WORK INSTRUCTIONS:
The records below are to be transcribed word for word.

(Items from a data source)
- - -
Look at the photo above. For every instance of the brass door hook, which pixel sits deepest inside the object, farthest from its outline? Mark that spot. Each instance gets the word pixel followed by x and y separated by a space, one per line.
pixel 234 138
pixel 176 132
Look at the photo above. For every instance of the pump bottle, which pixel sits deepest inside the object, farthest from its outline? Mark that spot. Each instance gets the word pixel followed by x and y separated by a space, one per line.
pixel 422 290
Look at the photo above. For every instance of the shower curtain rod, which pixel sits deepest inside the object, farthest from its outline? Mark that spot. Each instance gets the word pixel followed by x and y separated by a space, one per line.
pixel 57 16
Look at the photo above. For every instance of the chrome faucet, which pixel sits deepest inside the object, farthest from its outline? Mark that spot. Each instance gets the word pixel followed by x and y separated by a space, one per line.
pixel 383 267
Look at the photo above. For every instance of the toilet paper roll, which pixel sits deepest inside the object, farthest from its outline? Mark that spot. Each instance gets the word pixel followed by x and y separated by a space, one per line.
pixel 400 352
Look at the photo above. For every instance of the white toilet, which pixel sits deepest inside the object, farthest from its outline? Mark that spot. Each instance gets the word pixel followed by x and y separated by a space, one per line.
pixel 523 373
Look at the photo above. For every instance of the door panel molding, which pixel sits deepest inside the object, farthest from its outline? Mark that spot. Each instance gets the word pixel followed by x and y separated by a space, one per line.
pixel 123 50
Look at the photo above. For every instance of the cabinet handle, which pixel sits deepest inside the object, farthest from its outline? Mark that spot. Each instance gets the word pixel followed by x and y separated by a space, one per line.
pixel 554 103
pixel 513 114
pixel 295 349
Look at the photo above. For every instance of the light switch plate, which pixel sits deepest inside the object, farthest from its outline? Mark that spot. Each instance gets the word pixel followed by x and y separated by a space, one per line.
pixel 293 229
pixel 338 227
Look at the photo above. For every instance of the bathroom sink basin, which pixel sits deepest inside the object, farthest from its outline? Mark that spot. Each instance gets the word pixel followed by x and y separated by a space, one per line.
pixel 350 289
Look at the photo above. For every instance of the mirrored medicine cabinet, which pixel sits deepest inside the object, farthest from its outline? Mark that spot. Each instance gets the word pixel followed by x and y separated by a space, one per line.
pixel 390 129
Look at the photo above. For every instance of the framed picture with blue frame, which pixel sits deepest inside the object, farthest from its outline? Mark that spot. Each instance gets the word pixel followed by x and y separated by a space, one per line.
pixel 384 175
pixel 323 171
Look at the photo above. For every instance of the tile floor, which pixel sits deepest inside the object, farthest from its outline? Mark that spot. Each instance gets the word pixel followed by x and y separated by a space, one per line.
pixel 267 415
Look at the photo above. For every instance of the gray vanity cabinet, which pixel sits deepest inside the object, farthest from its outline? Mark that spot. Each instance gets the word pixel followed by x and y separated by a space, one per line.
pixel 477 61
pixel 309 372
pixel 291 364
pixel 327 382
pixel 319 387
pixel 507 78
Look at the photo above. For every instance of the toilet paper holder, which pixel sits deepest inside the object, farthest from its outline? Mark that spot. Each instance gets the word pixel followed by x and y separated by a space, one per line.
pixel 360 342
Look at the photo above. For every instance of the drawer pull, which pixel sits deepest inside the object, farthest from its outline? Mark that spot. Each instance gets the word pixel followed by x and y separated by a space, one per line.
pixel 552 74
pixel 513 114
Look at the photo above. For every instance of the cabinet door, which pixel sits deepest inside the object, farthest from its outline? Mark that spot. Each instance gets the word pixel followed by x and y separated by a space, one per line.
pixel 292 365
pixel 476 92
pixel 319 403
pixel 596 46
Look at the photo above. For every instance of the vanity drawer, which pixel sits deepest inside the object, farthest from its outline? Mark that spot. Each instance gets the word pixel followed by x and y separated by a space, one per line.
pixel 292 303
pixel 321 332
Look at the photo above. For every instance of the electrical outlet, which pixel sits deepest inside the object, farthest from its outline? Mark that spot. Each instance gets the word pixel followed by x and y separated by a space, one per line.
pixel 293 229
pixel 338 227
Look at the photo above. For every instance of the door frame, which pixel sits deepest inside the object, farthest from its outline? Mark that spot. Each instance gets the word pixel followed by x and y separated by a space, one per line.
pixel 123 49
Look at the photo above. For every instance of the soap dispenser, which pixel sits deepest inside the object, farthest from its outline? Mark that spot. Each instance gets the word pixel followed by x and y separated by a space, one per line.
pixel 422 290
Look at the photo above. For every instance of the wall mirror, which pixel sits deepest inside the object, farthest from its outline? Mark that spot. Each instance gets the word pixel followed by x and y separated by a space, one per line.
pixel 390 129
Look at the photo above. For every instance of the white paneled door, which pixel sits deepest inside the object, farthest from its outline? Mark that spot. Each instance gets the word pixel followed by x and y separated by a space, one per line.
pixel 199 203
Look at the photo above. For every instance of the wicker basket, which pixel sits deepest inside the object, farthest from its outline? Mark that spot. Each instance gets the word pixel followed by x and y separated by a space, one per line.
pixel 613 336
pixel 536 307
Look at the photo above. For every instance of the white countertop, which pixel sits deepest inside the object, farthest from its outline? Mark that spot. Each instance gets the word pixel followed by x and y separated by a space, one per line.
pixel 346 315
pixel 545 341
- - -
OUTPUT FOR THIS EXERCISE:
Look at the photo above. For every instance of the brass door hook, which pixel sits deepest inside the object, farthest from its outline? Mark that spot. Each instance gets the word pixel followed by x and y separated by a space, one per line.
pixel 234 138
pixel 176 132
Look at the photo above. For every instance of the pump bottle, which pixel sits deepest inside the object, farthest from its outline? Mark that spot. Each instance gets the word pixel followed by x and y separated by a space, one per line.
pixel 422 290
Look at the photo above. For every instance of the shower curtain rod, which pixel sits deepest inside the object, farthest from its outline? Mark that spot. Each instance gets the word pixel followed by x and y separated by a space, one per line.
pixel 57 16
Look at the photo above. For every instance of the chrome faucet, which pixel sits deepest inside the object, farthest from its outline? Mark that spot. Each instance gets the word pixel followed by x and y separated by a space, one per line.
pixel 383 267
Look at the photo above. For every instance of the toilet paper roll, which pixel sits deepest inside the object, farthest from its outline? Mark that spot. Each instance gets the word pixel followed by x and y separated by a space, one per line.
pixel 400 352
Look at the photo above. For every instance of the white toilet, which pixel sits deepest inside the object, farthest from its outline? Mark that spot. Each instance gets the word pixel followed by x and y separated by a space, one per line.
pixel 523 373
Look at the photo above. For every instance of the door panel molding, which pixel sits deepest inside the object, farthest from its outline? Mark that spot. Each instance gets the word pixel followed by x and y separated by a space, one per line.
pixel 123 50
Look at the photo above. For every instance of the cabinet handle, which pixel sits deepest inside the object, farthest from its outline? Mark that spot. Each instance gets the word pixel followed by x and y separated by a space, one per line.
pixel 554 103
pixel 513 114
pixel 295 349
Look at the photo above. For every instance of the light switch plate, which pixel sits deepest inside the object, farthest from its outline? Mark that spot. Each instance gets the word pixel followed by x and y separated by a space, one per line.
pixel 293 229
pixel 338 227
Look at the photo above. For every instance of the bathroom sink basin, which pixel sits deepest inside the object, farthest from its outline? Mark that spot. Each instance gets the word pixel followed by x and y separated by a space, one per line.
pixel 350 289
Look at the photo above. For every instance of the mirrored medicine cabinet, which pixel sits deepest inside the object, farthest from its outline? Mark that spot. Each instance gets the word pixel followed by x and y separated by a space, one per line.
pixel 390 129
Look at the photo above. For every instance of the framed picture with blue frame, which pixel sits deepest inside the object, farthest from its outline? Mark that spot. Each instance gets the word pixel followed by x and y separated by a space, one per line.
pixel 384 175
pixel 323 171
Look at the photo above. For every instance of the tile floor, which pixel sits deepest inside the object, farthest from its outline? Mark that spot. Each instance gets the word pixel followed by x and y separated by a space, one per line.
pixel 267 415
Look at the photo above. For every instance of the gray vanity cabinet, which pixel sits deepest inside the object, farthest from its outline? Mark that spot. Each instance gets the word pixel followed by x and y separated by a space, one per line.
pixel 477 61
pixel 309 372
pixel 291 364
pixel 327 382
pixel 319 387
pixel 507 78
Look at the photo above. For every instance of the toilet paper holder, which pixel sits deepest inside the object, farthest from its outline? Mark that spot. Each instance gets the word pixel followed by x and y separated by a space, one per line.
pixel 360 342
Look at the photo above. For every instance of the drawer pull, which pixel sits deepest inside the object, farthest from its outline? Mark that spot. Each instance gets the word pixel followed by x and y separated by a space, one per line.
pixel 552 74
pixel 513 114
Look at the photo above. For every instance of the cabinet door, which pixel sits deepest inside the object, farthest from its outline? Mark that spot. Each instance gets the word pixel followed by x and y separated by a space, one per line.
pixel 292 365
pixel 476 92
pixel 319 403
pixel 596 46
Look at the photo above. For every instance of the vanity drawer, which pixel sits deepest inside the object, farthest from its outline? Mark that spot. Each instance gets the word pixel followed by x and y separated by a space, one per line.
pixel 292 303
pixel 321 332
Look at the photo above. For every instance of the electrical outlet, which pixel sits deepest inside the object, farthest from its outline? Mark that spot. Each instance gets the word pixel followed by x and y separated by a space, one per line.
pixel 293 229
pixel 338 227
Look at the photo above. For every instance of the door frame, which pixel sits deepest inside the object, farthest from its outline? Mark that spot. Each instance gets the word pixel followed by x and y separated by a space, one per line.
pixel 123 49
Look at the photo above. For every instance of the soap dispenser, which pixel sits deepest inside the object, farthest from its outline? Mark that spot. Each instance gets the word pixel followed by x and y separated by a space, one per line.
pixel 422 290
Look at the photo above. For every instance of the wall mirror, which pixel sits deepest inside the object, farthest from its outline? Mark that spot. Each instance gets the word pixel followed by x and y separated by a space, one per line.
pixel 390 129
Look at the photo above. For every instance of the white paneled door, which pixel sits deepest inside the object, farthest from its outline? Mark that spot. Each instance gets the word pixel followed by x and y separated by a space, one per line.
pixel 199 203
Look at the photo above. For every instance of the wicker basket, which pixel sits deepest inside the object, farthest from its outline? Mark that spot. Each instance gets the word pixel followed by x and y separated by a space, one per line.
pixel 613 336
pixel 536 307
Look at the photo above. For every instance of the white countertop, which pixel sits deepest inside the object, farthest from its outline? Mark that spot. Each instance gets the word pixel followed by x and y separated by a space, one per line.
pixel 346 315
pixel 545 341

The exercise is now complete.